--- START ENTRIES PROVIDED ---
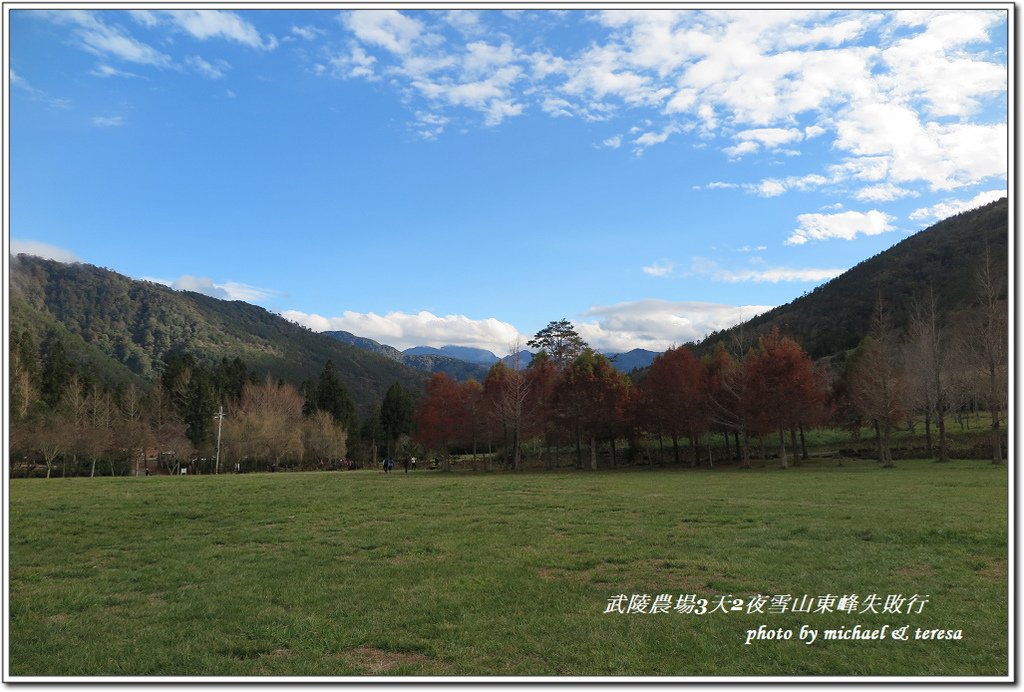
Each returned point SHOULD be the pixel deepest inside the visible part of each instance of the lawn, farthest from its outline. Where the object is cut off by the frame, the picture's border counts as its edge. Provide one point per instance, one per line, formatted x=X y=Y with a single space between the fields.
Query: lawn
x=358 y=573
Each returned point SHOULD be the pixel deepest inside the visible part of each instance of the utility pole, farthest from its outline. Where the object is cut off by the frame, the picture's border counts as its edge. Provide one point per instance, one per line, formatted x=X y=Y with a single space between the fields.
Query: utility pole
x=220 y=422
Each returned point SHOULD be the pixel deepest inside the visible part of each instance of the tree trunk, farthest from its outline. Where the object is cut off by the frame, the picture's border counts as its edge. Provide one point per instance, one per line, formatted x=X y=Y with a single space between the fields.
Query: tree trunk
x=928 y=432
x=887 y=448
x=940 y=423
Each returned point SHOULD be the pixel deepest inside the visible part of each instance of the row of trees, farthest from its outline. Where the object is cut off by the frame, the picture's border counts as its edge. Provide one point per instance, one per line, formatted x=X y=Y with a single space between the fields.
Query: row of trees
x=766 y=393
x=75 y=425
x=769 y=392
x=573 y=395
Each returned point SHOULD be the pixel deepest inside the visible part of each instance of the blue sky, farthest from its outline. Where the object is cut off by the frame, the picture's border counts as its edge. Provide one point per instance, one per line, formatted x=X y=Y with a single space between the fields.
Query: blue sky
x=464 y=177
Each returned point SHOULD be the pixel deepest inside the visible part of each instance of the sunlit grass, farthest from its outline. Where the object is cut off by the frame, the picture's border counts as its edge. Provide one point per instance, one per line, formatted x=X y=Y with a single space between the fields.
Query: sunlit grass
x=499 y=574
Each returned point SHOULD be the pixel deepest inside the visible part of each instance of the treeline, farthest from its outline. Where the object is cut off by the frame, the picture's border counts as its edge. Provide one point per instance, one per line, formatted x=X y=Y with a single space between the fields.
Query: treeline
x=740 y=395
x=738 y=398
x=66 y=422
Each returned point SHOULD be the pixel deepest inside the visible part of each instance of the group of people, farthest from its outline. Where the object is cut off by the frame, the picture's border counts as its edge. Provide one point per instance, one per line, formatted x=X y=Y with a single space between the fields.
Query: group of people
x=389 y=464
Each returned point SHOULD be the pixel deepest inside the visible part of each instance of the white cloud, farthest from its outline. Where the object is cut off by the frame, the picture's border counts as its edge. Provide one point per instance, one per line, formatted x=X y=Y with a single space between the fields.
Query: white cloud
x=702 y=266
x=307 y=33
x=223 y=291
x=663 y=268
x=658 y=325
x=18 y=247
x=144 y=17
x=741 y=148
x=105 y=71
x=388 y=29
x=212 y=71
x=949 y=208
x=38 y=94
x=845 y=225
x=884 y=192
x=770 y=187
x=771 y=137
x=109 y=121
x=774 y=186
x=759 y=80
x=402 y=330
x=776 y=274
x=101 y=39
x=208 y=24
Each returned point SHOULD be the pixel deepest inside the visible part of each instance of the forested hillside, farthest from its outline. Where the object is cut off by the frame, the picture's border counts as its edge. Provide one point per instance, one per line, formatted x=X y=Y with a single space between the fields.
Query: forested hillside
x=124 y=331
x=944 y=258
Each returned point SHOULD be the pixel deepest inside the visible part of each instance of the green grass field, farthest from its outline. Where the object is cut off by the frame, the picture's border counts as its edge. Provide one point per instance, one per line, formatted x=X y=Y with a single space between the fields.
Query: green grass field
x=356 y=573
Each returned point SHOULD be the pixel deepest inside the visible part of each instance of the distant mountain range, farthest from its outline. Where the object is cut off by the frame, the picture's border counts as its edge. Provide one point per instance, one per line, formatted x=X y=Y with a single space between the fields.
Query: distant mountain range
x=464 y=362
x=122 y=330
x=945 y=258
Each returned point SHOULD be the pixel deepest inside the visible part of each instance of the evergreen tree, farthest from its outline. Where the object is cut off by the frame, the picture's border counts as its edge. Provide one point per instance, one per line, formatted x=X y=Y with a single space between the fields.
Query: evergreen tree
x=56 y=374
x=332 y=396
x=397 y=413
x=560 y=341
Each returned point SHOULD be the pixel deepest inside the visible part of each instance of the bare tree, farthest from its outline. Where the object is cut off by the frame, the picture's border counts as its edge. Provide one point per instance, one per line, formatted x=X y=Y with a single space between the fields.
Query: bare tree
x=928 y=356
x=989 y=347
x=878 y=387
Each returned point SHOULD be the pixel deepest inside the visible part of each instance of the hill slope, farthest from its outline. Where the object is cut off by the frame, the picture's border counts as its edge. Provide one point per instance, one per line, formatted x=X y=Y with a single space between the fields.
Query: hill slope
x=424 y=362
x=125 y=328
x=946 y=257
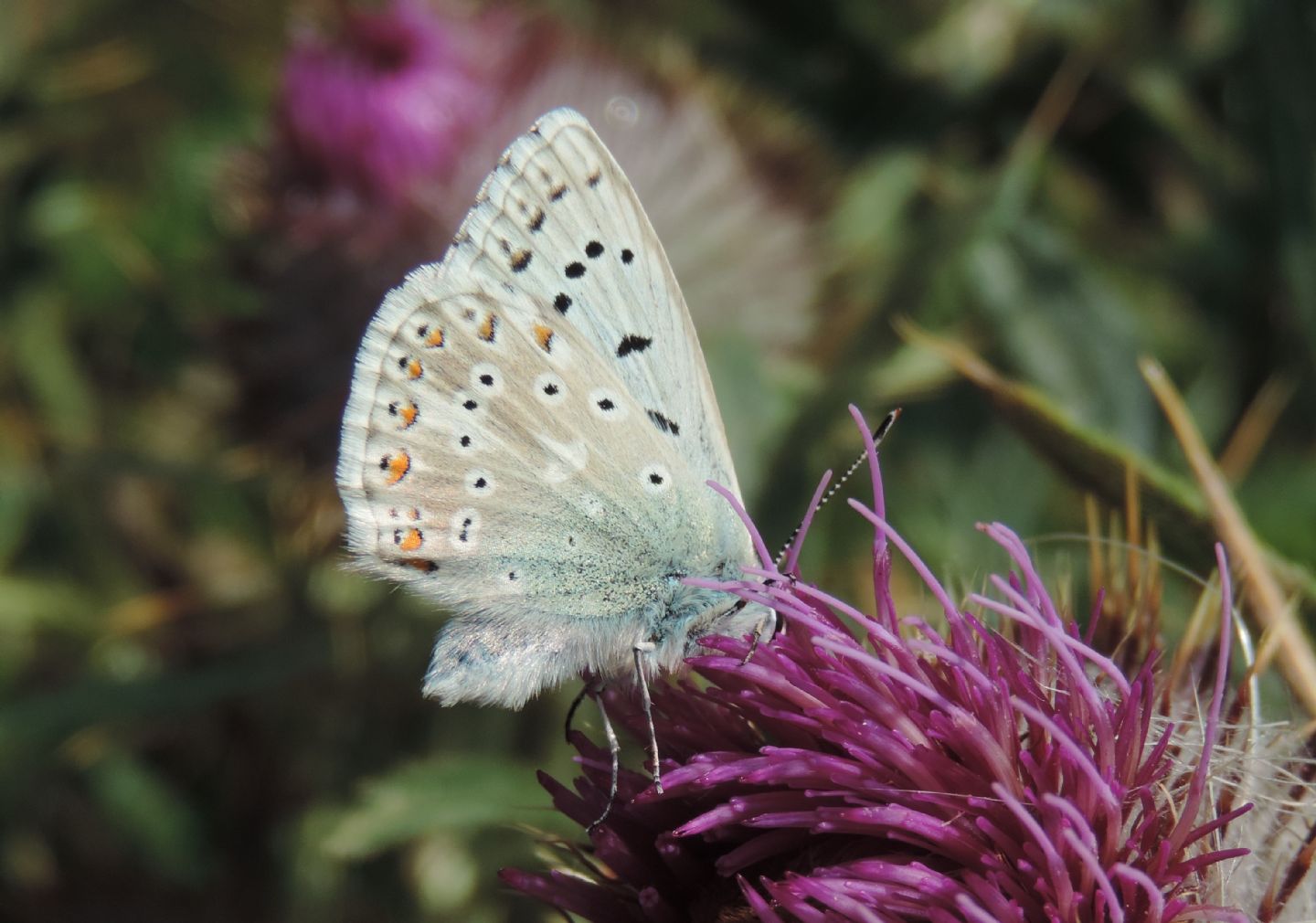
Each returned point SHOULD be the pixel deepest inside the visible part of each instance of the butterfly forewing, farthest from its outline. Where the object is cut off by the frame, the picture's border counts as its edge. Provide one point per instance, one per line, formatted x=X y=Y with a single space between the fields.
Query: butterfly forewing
x=559 y=220
x=528 y=442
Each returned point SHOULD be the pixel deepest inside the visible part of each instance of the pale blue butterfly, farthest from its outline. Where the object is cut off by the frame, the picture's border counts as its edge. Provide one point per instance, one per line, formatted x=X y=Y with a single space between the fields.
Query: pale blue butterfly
x=529 y=435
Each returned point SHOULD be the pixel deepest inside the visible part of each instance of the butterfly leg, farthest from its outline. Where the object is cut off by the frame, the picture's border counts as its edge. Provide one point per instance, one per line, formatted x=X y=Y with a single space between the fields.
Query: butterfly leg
x=592 y=686
x=642 y=651
x=613 y=749
x=757 y=636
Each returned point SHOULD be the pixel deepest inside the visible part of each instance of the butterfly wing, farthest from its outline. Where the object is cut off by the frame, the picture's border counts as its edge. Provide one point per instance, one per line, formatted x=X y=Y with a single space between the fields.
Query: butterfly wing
x=499 y=459
x=559 y=218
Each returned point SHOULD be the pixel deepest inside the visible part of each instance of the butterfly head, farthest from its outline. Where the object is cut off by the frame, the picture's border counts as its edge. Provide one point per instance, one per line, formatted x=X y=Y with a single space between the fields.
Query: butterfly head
x=699 y=614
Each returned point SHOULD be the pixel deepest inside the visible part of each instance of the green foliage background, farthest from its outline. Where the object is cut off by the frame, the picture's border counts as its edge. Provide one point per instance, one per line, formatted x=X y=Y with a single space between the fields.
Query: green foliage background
x=204 y=717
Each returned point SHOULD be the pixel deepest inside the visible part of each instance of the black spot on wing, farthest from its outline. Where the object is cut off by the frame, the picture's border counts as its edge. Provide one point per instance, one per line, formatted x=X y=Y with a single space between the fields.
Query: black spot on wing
x=663 y=423
x=633 y=343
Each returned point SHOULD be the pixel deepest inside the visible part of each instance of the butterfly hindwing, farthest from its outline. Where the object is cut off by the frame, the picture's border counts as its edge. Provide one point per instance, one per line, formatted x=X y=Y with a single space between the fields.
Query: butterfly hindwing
x=535 y=466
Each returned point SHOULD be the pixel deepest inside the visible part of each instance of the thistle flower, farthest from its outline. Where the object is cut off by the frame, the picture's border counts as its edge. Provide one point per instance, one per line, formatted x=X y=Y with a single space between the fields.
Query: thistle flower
x=385 y=128
x=385 y=104
x=878 y=768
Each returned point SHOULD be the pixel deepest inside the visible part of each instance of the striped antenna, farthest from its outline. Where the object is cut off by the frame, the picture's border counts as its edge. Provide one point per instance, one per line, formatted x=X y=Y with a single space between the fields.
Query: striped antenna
x=878 y=435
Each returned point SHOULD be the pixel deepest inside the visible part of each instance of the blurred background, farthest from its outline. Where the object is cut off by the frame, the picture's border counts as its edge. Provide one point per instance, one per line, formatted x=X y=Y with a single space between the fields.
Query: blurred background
x=204 y=716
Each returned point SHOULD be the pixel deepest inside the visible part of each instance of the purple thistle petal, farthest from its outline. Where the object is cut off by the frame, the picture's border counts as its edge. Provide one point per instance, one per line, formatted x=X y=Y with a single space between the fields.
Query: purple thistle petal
x=878 y=768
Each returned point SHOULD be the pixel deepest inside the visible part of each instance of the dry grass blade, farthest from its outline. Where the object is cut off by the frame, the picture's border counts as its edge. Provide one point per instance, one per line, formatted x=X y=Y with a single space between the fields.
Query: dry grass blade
x=1283 y=640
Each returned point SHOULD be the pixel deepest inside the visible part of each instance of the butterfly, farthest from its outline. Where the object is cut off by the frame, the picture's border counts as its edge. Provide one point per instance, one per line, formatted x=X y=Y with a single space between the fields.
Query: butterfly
--- END ENTRIES PROVIDED ---
## PROBLEM TO WORK ON
Quote word for word the part of the data that opens with the line containing "of the white" and closes with the line containing "x=884 y=192", including both of those lines.

## WORKED ANSWER
Each returned point SHOULD be the pixel deepest inside the visible part of each instance of the white cloud, farthest from its outline. Where the object is cut off by the frame, the picture's border counts as its edge. Provide one point per instance, one per line, formatted x=X y=Y with a single space between the fields.
Query: white cloud
x=702 y=266
x=307 y=33
x=223 y=291
x=663 y=268
x=658 y=325
x=18 y=247
x=144 y=17
x=741 y=148
x=105 y=71
x=388 y=29
x=212 y=71
x=949 y=208
x=38 y=94
x=845 y=225
x=884 y=192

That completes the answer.